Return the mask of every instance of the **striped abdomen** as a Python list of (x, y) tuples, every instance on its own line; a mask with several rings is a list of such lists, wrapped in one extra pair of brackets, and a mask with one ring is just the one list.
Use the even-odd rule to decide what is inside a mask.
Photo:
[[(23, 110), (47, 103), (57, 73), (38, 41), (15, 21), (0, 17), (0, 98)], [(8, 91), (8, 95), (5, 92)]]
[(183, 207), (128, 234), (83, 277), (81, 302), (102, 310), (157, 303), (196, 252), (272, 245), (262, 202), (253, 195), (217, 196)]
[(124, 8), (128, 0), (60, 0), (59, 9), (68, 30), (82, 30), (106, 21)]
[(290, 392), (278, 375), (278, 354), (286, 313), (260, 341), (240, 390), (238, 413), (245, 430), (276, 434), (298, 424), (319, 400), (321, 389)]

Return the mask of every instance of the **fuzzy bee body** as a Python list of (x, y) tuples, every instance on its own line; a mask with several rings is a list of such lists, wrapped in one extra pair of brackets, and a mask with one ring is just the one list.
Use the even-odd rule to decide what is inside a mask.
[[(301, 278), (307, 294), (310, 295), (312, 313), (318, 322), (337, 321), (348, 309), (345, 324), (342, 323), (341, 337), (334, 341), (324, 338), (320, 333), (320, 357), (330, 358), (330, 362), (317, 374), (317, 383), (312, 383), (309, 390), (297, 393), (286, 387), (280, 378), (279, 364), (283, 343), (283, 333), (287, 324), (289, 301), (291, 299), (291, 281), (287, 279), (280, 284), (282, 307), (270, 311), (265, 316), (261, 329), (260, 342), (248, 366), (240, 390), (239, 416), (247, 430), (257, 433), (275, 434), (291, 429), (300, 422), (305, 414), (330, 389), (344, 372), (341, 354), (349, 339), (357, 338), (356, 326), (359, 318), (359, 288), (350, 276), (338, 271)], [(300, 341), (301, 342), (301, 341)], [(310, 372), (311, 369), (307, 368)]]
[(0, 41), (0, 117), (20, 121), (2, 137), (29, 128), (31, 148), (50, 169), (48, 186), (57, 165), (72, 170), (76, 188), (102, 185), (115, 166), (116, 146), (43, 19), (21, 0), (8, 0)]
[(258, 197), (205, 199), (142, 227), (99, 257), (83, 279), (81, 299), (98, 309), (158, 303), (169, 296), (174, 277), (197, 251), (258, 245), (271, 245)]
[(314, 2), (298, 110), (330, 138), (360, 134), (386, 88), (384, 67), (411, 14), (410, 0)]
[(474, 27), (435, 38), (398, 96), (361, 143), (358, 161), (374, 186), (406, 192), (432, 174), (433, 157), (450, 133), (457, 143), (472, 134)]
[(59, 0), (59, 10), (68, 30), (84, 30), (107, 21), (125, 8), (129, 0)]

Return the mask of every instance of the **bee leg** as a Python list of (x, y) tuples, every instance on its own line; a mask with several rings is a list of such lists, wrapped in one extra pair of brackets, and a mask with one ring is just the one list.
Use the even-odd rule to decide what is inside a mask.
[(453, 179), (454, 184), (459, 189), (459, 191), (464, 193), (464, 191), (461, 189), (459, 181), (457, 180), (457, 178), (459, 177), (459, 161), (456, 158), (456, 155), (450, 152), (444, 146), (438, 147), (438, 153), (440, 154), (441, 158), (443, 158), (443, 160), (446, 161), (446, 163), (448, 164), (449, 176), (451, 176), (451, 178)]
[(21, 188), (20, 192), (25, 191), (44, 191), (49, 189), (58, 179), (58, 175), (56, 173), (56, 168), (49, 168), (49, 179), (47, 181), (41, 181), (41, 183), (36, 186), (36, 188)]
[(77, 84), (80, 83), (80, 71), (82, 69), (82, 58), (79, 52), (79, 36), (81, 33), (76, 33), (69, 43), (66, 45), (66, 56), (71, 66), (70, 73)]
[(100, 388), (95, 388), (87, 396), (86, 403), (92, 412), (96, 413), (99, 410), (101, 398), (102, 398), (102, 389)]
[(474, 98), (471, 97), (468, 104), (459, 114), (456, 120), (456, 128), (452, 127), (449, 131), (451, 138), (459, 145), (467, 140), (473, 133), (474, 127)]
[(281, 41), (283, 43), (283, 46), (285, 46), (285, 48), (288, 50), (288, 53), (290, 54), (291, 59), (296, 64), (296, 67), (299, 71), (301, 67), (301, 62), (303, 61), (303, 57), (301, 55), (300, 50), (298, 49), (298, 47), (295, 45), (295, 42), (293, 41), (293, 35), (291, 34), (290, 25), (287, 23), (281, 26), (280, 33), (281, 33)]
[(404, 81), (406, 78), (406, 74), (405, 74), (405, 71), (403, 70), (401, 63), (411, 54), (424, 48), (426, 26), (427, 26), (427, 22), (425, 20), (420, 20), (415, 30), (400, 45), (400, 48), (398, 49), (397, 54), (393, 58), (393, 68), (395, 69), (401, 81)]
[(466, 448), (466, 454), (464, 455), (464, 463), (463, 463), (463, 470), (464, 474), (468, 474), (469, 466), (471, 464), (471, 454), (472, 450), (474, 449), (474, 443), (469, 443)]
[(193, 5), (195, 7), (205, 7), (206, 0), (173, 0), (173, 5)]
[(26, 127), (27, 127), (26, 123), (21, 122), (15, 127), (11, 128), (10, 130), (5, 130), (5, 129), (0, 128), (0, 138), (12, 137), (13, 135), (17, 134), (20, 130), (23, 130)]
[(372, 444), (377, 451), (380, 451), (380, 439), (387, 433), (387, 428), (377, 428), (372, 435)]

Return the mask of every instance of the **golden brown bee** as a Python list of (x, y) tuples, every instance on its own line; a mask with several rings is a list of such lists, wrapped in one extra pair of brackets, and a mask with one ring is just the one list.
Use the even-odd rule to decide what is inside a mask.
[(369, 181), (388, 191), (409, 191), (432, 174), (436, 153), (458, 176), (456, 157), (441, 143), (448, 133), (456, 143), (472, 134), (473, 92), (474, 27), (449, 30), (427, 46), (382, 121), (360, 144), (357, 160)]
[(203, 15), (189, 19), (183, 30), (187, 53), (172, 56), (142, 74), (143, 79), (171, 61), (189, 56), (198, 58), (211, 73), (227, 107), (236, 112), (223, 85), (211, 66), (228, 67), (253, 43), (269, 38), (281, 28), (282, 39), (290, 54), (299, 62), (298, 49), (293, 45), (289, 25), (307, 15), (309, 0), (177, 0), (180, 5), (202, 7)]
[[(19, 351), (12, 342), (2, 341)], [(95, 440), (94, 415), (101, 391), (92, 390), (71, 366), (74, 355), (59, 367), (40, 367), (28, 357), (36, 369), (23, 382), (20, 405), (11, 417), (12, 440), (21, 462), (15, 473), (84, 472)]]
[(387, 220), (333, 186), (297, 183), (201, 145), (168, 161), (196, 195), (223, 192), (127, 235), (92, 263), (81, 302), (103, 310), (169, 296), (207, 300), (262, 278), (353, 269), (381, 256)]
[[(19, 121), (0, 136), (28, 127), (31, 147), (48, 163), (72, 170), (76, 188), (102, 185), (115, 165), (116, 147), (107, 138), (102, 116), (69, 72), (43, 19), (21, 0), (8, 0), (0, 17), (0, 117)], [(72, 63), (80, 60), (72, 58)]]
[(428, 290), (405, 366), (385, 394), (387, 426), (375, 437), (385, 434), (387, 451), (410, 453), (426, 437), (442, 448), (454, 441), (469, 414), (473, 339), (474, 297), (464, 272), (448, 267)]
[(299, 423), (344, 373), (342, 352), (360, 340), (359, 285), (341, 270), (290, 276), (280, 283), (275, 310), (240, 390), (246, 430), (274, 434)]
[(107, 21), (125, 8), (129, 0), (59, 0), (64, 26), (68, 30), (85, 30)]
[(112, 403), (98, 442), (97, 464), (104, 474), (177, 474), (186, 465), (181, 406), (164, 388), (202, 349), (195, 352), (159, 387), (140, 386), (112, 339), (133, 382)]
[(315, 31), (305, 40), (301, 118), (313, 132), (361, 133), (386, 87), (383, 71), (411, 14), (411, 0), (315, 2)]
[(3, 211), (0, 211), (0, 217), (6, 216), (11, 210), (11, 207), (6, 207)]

──────────

Exercise instructions: Up to and including the line with "Return the mask of every instance of the **fuzzy", restate the records above word for word from the very first line.

Solution below:
Return the mask of every instance of the **striped abdomen** as a Python list of (x, y) tuples, every instance on its own line; a mask with several rings is a list of such lists, wrapped in one extra pair of brackets, and a mask with one ring is just the one list.
Use the even-odd rule to decide what is inside a mask.
Photo:
[[(23, 110), (47, 103), (57, 73), (38, 41), (15, 21), (0, 17), (0, 98)], [(8, 91), (8, 95), (5, 92)]]
[(183, 207), (128, 234), (83, 277), (81, 302), (102, 310), (157, 303), (196, 252), (272, 245), (262, 202), (253, 195), (217, 196)]
[(124, 8), (128, 0), (60, 0), (59, 9), (68, 30), (82, 30), (106, 21)]
[(290, 392), (278, 375), (278, 354), (286, 313), (260, 341), (240, 390), (238, 413), (245, 430), (276, 434), (298, 424), (319, 400), (321, 389)]

Return the mask of every instance of the **fuzzy bee body** as a Python list of (x, y) tuples, every instance on its own line; a mask with several rings is a list of such lists, wrapped in one extra pair of brackets, and a mask with one ring is just the one list.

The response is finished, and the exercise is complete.